=== Exercise ===
Copy out every line of the entries from the line containing "Where can the dark backsplash" through the end of the entries, requests included. Multiply each x and y coordinate in the answers by 0.4 and round to whole numbers, with halves rounded up.

# Start of Given records

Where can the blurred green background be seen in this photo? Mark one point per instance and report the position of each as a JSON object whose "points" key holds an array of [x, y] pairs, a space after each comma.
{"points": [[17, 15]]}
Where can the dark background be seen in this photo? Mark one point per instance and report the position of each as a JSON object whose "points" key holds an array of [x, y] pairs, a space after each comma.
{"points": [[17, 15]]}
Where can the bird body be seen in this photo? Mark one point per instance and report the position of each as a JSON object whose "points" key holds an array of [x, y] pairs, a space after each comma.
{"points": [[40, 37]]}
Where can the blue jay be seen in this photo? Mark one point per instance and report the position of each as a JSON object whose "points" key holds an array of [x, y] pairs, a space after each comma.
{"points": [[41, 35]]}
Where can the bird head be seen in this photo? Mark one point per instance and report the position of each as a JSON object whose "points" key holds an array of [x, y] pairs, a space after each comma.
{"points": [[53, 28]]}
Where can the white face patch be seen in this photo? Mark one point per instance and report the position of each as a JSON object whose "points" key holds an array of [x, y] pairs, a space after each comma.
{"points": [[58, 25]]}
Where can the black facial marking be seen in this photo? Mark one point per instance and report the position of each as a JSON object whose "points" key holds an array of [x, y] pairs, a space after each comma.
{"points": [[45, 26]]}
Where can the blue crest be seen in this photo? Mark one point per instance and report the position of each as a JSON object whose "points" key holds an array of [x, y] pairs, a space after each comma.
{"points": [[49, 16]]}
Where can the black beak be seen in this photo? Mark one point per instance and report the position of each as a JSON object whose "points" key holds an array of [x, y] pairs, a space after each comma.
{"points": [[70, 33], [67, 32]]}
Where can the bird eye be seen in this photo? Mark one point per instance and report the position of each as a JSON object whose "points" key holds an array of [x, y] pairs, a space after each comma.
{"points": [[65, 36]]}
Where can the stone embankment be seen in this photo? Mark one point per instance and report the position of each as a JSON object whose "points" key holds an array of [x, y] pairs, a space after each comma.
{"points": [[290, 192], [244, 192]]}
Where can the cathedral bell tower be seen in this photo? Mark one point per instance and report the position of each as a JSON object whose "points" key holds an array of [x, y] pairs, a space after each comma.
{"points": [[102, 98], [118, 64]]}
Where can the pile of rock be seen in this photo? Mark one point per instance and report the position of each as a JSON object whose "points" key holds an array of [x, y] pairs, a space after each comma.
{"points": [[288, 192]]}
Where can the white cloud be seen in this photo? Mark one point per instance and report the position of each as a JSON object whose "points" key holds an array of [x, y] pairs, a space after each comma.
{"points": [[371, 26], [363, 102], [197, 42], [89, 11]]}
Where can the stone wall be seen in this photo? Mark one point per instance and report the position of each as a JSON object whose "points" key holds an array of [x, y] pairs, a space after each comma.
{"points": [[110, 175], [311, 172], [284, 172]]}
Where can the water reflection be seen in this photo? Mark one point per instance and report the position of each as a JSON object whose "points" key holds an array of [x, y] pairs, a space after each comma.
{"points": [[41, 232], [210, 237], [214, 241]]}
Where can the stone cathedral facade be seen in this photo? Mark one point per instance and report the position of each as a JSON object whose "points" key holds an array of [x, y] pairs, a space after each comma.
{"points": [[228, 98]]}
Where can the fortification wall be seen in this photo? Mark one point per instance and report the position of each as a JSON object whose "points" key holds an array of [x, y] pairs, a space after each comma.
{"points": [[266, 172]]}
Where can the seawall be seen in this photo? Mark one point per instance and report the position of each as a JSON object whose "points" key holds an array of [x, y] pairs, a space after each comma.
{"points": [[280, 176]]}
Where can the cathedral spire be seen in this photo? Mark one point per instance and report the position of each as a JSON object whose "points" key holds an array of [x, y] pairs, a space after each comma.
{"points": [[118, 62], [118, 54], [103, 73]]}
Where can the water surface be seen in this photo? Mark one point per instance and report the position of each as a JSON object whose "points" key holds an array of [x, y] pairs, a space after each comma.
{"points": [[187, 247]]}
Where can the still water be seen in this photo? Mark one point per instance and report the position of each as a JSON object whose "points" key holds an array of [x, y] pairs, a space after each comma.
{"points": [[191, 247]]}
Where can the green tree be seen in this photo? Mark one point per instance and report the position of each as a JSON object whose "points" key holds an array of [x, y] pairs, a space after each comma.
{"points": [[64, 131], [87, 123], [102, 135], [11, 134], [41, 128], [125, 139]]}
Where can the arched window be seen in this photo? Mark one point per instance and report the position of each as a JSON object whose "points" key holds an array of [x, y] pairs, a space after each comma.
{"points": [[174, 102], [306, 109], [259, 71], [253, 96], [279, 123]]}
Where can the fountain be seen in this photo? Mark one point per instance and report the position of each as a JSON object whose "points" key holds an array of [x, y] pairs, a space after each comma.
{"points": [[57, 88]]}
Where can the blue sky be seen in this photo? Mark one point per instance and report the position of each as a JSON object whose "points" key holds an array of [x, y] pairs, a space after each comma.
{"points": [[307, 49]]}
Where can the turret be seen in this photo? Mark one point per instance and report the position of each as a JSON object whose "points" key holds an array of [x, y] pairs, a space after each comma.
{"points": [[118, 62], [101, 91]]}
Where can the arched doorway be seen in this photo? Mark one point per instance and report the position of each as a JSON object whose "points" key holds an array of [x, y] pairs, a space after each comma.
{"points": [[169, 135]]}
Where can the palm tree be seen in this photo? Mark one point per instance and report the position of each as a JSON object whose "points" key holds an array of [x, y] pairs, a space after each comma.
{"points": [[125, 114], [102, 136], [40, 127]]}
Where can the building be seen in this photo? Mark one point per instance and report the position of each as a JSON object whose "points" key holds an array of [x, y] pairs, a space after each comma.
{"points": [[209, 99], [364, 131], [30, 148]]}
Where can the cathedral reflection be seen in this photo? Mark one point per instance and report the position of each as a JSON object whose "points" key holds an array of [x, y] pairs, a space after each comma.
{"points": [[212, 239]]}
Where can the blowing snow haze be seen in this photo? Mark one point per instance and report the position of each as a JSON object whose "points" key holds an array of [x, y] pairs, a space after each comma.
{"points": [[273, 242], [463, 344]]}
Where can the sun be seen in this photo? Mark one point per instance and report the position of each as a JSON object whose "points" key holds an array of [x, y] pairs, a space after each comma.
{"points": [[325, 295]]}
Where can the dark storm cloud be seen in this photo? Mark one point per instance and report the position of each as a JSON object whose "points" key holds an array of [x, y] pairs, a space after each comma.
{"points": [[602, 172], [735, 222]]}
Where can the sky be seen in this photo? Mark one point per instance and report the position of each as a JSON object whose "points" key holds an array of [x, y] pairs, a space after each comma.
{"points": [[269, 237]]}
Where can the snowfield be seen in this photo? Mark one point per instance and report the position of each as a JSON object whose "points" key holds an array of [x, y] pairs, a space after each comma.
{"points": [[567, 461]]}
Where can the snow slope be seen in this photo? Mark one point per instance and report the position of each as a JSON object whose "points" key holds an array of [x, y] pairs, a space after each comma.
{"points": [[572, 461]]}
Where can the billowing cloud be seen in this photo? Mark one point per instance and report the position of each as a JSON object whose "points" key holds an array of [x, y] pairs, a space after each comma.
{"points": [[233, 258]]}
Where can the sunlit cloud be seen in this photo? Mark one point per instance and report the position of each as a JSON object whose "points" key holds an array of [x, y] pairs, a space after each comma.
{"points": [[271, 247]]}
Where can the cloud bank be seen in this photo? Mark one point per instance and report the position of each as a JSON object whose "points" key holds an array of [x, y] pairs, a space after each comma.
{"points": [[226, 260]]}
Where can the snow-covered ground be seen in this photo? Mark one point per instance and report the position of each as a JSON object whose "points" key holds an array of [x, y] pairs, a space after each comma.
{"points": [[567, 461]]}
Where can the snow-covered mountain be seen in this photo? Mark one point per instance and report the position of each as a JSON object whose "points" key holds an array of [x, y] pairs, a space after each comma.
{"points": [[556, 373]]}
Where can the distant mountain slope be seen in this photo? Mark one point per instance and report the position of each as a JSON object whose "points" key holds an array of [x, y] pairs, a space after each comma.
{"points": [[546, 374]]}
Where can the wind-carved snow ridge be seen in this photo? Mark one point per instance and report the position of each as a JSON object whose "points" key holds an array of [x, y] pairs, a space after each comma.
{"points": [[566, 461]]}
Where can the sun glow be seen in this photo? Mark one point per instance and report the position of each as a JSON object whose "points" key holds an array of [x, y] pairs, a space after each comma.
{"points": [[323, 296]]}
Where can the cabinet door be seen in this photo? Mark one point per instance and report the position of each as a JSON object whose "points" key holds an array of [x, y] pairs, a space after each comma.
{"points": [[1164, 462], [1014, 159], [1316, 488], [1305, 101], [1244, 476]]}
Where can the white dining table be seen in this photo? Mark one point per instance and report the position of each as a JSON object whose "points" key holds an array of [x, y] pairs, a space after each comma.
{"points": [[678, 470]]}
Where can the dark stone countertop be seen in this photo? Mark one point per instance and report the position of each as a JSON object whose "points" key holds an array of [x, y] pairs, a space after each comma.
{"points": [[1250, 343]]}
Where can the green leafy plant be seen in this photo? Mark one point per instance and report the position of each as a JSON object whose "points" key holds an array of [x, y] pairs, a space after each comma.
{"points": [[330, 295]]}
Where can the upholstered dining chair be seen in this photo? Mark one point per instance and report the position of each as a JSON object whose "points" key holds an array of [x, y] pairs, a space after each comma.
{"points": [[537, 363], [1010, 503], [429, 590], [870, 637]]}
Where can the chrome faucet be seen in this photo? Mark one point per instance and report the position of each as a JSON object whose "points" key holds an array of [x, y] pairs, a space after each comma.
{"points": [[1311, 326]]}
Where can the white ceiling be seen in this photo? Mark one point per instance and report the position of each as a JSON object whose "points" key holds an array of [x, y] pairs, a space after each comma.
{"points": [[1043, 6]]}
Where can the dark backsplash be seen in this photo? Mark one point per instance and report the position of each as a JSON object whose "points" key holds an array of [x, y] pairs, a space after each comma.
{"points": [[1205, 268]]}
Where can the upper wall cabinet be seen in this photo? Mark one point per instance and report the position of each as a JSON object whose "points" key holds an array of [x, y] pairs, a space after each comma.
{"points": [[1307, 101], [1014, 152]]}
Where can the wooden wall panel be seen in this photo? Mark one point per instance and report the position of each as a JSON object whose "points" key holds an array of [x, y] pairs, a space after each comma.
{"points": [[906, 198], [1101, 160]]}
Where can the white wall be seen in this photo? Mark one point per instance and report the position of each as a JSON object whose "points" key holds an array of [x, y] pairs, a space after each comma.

# End of Given records

=== Output ===
Where can the dark backsplash be seen in this photo? Mark one point per instance and report the position of each as a JSON object whose "points" key holds an array of [x, y] pairs, a space after each comma.
{"points": [[482, 107]]}
Where can the upper wall cabinet be seen in this photo? Mark one point per instance and report the position of each as a JSON object whose "points" key holds an array of [x, y] pairs, a space after each comma.
{"points": [[523, 40], [406, 61]]}
Where can the wooden wall panel be seen in this photo? Mark one point per instance and report the position of each as a JSON object whose "points" key holds an array of [x, y] pairs, a space after each comma.
{"points": [[362, 79], [440, 64]]}
Where can the white wall be seen in this photo? Mark one point per instance and report the position of each as a JSON object whose "points" key holds an array of [x, y] pairs, a space after each comma.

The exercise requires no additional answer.